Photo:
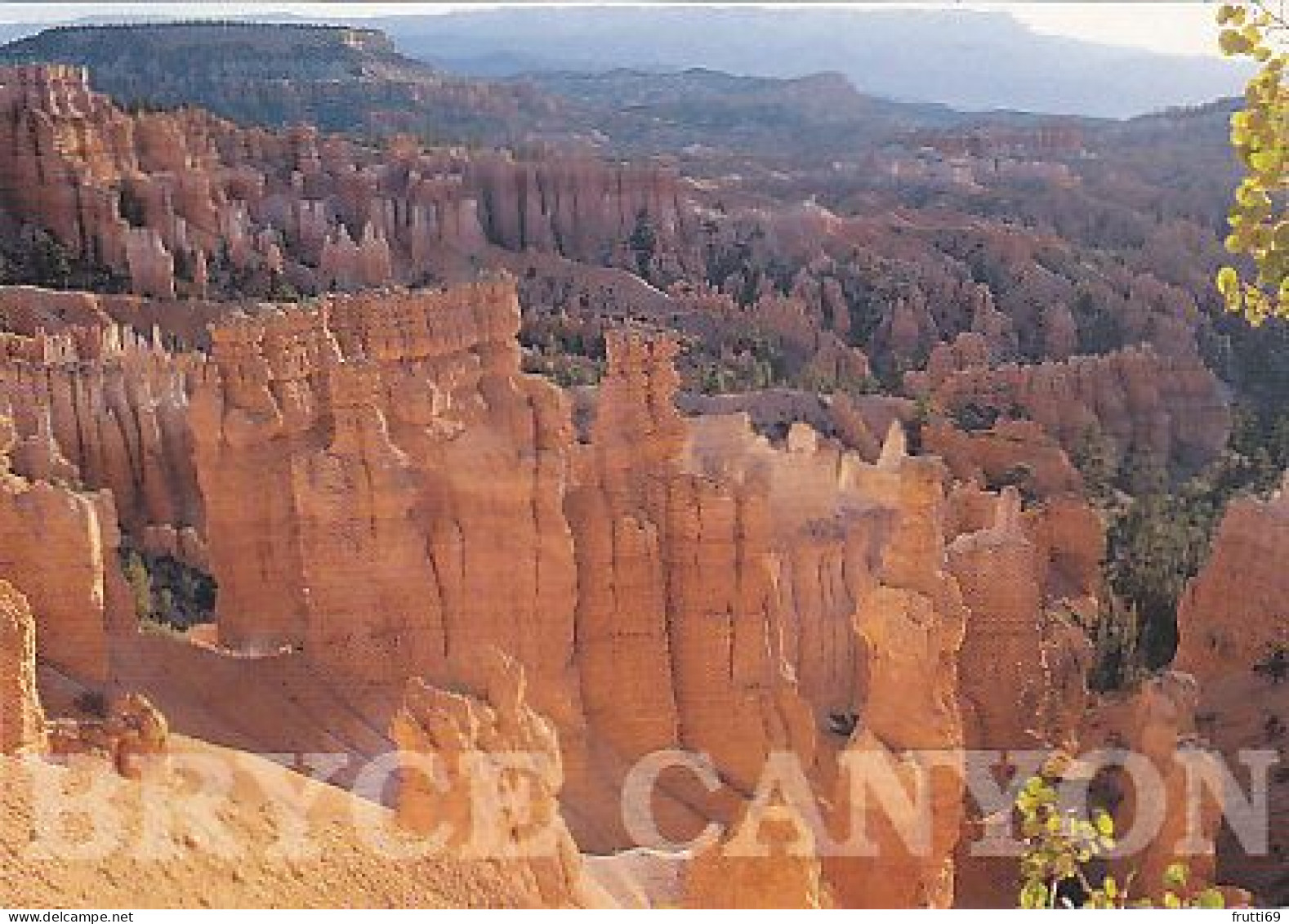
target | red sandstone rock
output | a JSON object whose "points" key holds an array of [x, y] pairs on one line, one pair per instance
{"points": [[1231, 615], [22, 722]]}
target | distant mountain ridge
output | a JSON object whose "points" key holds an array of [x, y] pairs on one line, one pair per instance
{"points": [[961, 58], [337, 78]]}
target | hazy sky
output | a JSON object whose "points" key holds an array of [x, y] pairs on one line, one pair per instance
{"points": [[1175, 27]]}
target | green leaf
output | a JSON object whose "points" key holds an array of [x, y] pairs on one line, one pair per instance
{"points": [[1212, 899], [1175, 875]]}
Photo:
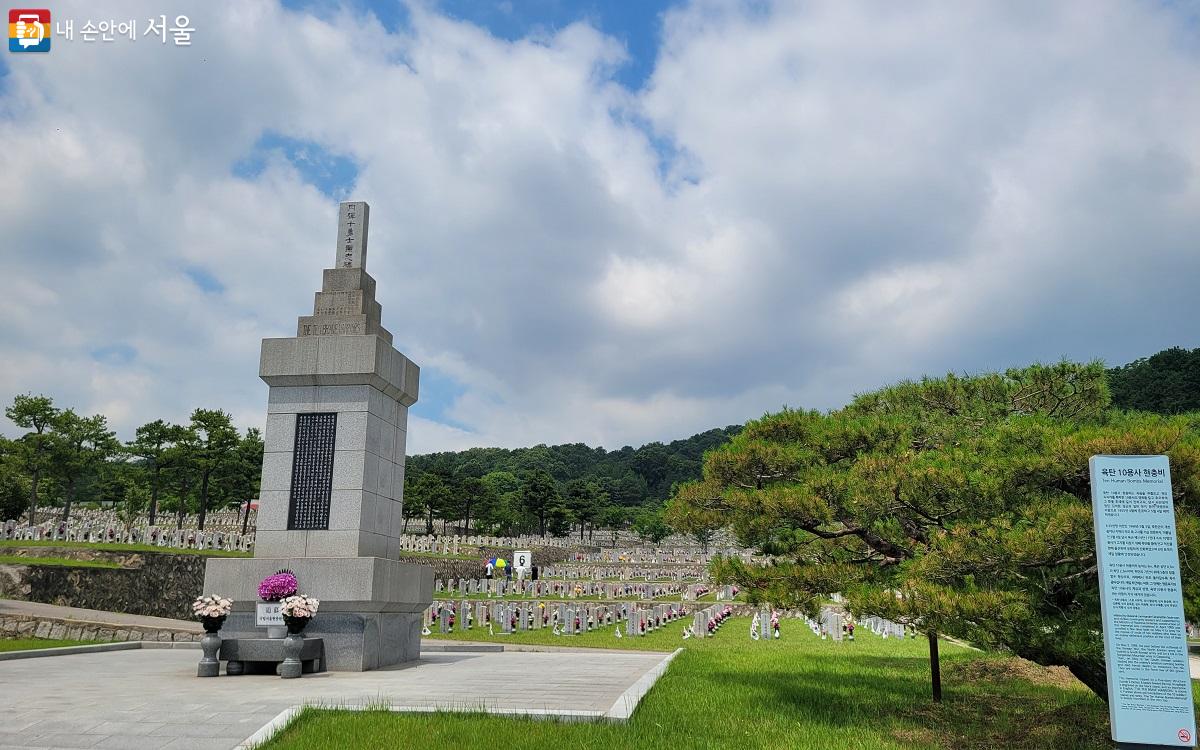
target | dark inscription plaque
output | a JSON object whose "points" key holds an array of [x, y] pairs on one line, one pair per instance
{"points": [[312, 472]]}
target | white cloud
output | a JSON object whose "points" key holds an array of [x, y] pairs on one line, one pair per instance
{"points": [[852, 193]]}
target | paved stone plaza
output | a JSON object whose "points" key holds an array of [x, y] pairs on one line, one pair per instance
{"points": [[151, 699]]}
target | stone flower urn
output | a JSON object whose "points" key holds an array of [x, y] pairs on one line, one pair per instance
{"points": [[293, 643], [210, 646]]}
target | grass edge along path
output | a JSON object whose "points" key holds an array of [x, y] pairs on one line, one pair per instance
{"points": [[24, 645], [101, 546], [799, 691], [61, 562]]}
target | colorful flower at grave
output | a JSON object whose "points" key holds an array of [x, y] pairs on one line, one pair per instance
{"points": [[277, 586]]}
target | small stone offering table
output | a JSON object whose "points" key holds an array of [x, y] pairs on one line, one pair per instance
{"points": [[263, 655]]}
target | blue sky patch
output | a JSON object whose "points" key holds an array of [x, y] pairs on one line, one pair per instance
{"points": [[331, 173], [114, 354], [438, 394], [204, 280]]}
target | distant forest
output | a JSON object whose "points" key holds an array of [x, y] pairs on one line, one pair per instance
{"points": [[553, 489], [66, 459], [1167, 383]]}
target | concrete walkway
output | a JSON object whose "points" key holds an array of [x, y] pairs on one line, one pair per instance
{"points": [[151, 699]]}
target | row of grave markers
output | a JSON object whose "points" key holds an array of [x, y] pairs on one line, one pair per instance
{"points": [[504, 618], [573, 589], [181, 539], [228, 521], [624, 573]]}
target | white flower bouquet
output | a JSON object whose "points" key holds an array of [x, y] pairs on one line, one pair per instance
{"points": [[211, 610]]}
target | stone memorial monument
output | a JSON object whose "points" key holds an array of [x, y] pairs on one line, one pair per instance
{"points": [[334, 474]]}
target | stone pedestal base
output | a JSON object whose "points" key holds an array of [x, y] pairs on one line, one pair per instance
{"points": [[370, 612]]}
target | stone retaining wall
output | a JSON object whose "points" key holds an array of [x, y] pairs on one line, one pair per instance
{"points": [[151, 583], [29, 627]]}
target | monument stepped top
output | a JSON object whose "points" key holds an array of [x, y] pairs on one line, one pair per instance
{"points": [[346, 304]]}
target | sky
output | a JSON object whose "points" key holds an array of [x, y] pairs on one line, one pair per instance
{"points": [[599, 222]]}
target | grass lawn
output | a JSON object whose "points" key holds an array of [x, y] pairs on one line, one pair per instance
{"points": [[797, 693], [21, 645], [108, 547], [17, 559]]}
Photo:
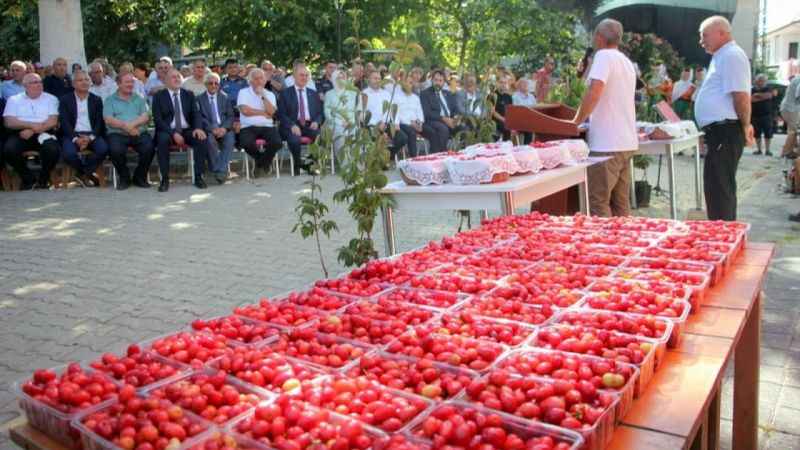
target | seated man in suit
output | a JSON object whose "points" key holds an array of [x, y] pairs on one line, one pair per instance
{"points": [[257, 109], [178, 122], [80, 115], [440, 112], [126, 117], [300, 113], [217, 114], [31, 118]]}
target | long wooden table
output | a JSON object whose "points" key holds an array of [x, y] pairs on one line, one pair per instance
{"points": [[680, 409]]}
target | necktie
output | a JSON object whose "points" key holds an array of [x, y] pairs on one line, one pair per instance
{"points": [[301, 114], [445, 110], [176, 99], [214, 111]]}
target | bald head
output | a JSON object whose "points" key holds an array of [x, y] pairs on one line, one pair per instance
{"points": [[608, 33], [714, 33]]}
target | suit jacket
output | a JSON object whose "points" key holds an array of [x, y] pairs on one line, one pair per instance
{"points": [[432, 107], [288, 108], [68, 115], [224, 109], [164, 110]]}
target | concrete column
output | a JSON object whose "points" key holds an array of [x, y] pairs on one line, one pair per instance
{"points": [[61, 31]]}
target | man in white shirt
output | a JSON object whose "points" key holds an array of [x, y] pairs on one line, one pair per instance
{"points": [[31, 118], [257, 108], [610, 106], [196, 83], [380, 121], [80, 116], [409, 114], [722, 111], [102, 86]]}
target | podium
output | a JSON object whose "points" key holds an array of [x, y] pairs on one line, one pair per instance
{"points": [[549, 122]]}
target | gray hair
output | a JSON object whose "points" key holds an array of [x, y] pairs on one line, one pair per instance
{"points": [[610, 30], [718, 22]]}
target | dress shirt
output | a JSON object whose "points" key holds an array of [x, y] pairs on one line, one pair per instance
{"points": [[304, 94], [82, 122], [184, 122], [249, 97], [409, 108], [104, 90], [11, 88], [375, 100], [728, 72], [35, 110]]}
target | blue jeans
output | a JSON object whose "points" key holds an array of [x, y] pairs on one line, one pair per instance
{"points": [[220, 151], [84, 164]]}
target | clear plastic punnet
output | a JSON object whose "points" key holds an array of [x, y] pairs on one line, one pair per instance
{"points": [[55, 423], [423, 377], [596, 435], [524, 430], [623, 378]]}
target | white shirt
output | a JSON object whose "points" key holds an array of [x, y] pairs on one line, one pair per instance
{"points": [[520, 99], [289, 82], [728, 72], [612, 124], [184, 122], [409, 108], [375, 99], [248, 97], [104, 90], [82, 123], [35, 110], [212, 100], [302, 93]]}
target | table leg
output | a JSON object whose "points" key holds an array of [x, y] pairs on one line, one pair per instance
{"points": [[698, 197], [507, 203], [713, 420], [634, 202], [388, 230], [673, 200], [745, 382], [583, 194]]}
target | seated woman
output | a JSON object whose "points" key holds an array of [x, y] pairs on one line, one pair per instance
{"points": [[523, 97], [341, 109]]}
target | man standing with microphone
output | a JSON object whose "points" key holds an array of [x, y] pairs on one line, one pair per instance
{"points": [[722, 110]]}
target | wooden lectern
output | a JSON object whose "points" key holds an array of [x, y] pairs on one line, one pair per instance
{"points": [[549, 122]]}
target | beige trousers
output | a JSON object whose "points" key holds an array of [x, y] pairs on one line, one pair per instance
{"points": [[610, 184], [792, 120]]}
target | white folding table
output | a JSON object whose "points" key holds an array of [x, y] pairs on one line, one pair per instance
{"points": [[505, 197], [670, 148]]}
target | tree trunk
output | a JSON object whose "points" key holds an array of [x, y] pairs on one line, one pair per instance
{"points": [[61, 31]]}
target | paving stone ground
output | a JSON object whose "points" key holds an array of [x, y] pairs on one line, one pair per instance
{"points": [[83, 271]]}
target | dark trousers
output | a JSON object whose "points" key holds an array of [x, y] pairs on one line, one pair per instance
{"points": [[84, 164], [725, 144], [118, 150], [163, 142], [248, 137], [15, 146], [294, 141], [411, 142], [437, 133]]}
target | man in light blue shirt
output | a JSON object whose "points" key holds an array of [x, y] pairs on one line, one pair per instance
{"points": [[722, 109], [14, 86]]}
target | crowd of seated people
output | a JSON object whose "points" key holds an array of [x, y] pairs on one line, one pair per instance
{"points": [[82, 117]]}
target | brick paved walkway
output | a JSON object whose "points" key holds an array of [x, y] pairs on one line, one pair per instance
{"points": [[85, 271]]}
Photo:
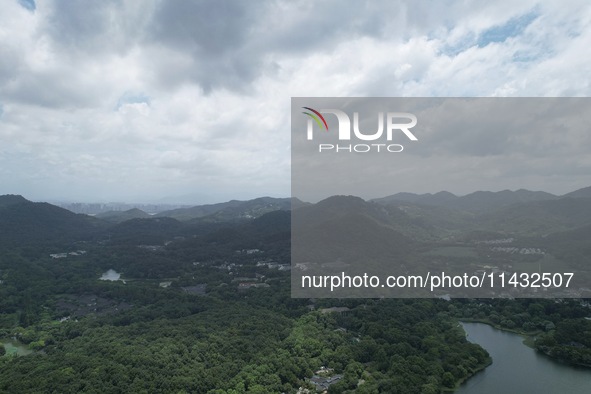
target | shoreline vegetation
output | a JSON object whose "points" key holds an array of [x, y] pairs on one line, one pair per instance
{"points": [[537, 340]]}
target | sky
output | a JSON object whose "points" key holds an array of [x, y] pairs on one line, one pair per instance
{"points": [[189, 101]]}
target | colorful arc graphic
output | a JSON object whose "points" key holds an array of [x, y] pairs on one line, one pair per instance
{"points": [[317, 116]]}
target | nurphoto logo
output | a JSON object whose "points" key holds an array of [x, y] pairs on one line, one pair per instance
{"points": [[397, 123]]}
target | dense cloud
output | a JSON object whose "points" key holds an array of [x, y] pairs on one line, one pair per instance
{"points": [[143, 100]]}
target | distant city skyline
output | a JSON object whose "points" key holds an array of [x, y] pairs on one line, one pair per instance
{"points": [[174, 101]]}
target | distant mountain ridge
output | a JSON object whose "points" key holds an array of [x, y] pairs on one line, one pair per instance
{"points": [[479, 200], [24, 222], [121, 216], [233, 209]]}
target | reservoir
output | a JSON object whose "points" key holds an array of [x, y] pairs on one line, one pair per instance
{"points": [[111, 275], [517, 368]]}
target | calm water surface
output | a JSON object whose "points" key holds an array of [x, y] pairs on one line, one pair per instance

----------------

REQUIRED WORK | Using the material above, reproduce exactly the line that contains "target | reservoir" and all lines after it through the last one, and only those.

FULL SOLUTION |
target | reservoir
output | a JSON object whose "points" key holds an array of [x, y] pairs on one line, one pair per instance
{"points": [[111, 275], [517, 368]]}
target | calm water surface
output | a JSON object whose "points" key holds an array of [x, y] pairs on one line, one pair per instance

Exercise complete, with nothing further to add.